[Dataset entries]

________________________________________

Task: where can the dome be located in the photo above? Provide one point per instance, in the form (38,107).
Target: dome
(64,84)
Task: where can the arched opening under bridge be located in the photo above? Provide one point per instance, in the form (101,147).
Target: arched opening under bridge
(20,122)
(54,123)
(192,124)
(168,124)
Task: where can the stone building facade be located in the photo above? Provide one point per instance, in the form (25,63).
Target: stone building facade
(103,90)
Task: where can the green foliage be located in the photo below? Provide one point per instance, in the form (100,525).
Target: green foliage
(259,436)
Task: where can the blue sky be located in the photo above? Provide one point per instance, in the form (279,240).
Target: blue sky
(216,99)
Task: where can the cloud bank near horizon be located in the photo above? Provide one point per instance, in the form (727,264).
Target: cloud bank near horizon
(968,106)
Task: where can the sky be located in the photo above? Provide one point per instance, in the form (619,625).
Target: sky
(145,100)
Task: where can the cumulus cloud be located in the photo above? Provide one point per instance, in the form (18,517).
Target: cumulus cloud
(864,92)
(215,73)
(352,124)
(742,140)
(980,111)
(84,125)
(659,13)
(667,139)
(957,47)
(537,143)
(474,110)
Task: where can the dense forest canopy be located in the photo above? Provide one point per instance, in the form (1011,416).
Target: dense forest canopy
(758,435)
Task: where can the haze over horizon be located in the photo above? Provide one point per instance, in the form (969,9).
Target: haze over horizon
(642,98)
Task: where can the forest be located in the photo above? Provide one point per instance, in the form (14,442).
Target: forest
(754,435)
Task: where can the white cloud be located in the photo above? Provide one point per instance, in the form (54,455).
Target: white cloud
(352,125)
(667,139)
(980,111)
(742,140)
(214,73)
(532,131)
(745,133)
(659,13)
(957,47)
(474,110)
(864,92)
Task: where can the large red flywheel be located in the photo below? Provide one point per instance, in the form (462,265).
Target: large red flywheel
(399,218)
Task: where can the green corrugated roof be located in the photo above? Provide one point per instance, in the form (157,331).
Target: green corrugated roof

________________________________________

**SET EXERCISE:** Starting at the line that contains "Task: where can the green foliage" and continuing through the last line of the entries, write those lines out again with "haze over horizon" changed to "mist over horizon" and nothing else altered.

**RESPONSE:**
Task: where can the green foliage be located in the photo below? Provide one point per instance, in the form (100,525).
Target: green foliage
(259,436)
Task: where can the blue sky be located in the photo above? Provide one point per instance, in the form (279,240).
Target: blue sky
(216,99)
Task: where can the cloud bank near horizon be located in the photo above? Provide one point per instance, in the form (727,264).
Target: cloud bank near horizon
(968,106)
Task: where can the sky be located in the photo above? Provide one point per instance, in the form (619,625).
Target: sky
(145,100)
Task: where can the cumulus cloud be located in the photo above? Provide one point per instance, in the form (18,517).
Target: cumulus cloud
(864,92)
(215,73)
(352,124)
(742,140)
(980,111)
(84,125)
(659,13)
(667,139)
(957,47)
(537,143)
(474,110)
Task: where can the dense forest canopy be located in the photo above? Provide one point per instance, in the form (1011,416).
Target: dense forest canopy
(758,435)
Task: where can the mist over horizon be located in the photo above? Provide one point per instance, in the form (969,9).
Target: mist over horizon
(642,98)
Task: where can the forest be located in the photo above? Provide one point per instance, in the form (14,442).
Target: forest
(754,435)
Task: where can the white cloud be located in the photo above? Provide one point per instance, in the form (54,455).
Target: white cloud
(352,125)
(667,139)
(980,111)
(742,140)
(214,73)
(532,131)
(745,133)
(659,13)
(957,47)
(474,110)
(864,92)
Task: where can the large red flywheel be located in the photo below? Provide one point per instance, in the form (462,265).
Target: large red flywheel
(399,218)
Task: where can the green corrugated roof be located in the photo above? Provide one point per instance, in the form (157,331).
Target: green corrugated roof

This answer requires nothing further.